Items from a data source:
──────────

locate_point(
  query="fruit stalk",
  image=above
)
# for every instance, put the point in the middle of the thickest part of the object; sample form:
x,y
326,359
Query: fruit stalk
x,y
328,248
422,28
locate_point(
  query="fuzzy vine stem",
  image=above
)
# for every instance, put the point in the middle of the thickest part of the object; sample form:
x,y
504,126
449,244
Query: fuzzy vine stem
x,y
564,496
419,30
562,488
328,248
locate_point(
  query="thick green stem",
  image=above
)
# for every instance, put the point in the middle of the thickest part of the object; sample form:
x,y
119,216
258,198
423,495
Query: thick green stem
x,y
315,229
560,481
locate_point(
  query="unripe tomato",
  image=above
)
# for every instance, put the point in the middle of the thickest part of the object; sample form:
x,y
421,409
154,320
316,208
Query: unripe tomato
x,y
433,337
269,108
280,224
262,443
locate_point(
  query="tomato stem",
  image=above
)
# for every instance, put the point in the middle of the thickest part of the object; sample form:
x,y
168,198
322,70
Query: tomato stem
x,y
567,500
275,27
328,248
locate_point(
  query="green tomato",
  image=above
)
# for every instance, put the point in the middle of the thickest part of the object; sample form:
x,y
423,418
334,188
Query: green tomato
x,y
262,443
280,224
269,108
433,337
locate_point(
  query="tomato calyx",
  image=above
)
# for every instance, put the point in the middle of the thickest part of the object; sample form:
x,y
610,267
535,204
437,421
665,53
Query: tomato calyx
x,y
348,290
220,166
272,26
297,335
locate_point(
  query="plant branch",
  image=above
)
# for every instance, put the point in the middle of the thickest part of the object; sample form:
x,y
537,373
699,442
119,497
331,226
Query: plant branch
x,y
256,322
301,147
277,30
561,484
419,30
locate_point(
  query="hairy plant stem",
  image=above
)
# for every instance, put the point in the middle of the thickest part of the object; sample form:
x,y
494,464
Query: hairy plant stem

──────────

> [Task to carry out]:
Whatever the entries above contain, reproduce all of them exactly.

> [Response below]:
locate_point(
  query="fruit stalk",
  image=above
)
# for every instance, put the point in the middle of the thickest part of the object; sample form:
x,y
326,359
Query: fruit stalk
x,y
328,248
422,28
locate_point(
  query="fuzzy vine stem",
  image=above
)
# for every instance, put the point in the middle of the thickest part of the object; sample form:
x,y
504,126
449,244
Query: fuzzy vine stem
x,y
564,496
419,30
562,488
328,248
locate_point(
  query="thick green stem",
  image=above
)
# for every instance, put the point in the middle of the thickest part of the object; sample form:
x,y
119,216
258,198
423,495
Query: thick green stem
x,y
315,229
560,481
locate_point(
  query="unripe tomato",
  image=above
)
# for every instance, put the point in the middle of the thickest part of the object; sample form:
x,y
421,409
154,320
316,208
Query: unripe tomato
x,y
433,337
269,108
280,224
262,443
locate_point(
  query="tomato stem",
  image=above
)
# for every instance, put the point in the middle of the thickest part of the object; sample form:
x,y
168,198
322,70
Query: tomato stem
x,y
567,500
275,27
328,248
locate_point(
  query="green tomato",
  image=above
)
# for every instance, put the point in the middle of the thickest part of the object; sample form:
x,y
423,418
334,188
Query: green tomato
x,y
262,443
280,224
269,108
433,337
locate_point(
  query="tomato calyx",
  image=above
)
# for every instance, put the point in the middle of the thickest part of the object; sample form:
x,y
610,267
535,204
437,421
665,53
Query: tomato calyx
x,y
348,290
220,166
272,26
297,335
locate_point(
  query="plant branch",
  image=above
)
# for every instance, put the point in the middle of the thickest part of the object; sample form:
x,y
537,373
699,442
119,497
331,226
Query: plant branch
x,y
256,322
301,147
277,30
561,484
419,30
locate_point(
  query="hairy plant stem",
  image=above
)
# for every instance, put the point in the middle of the thickest part of the object; sample form:
x,y
494,464
Query: hairy plant stem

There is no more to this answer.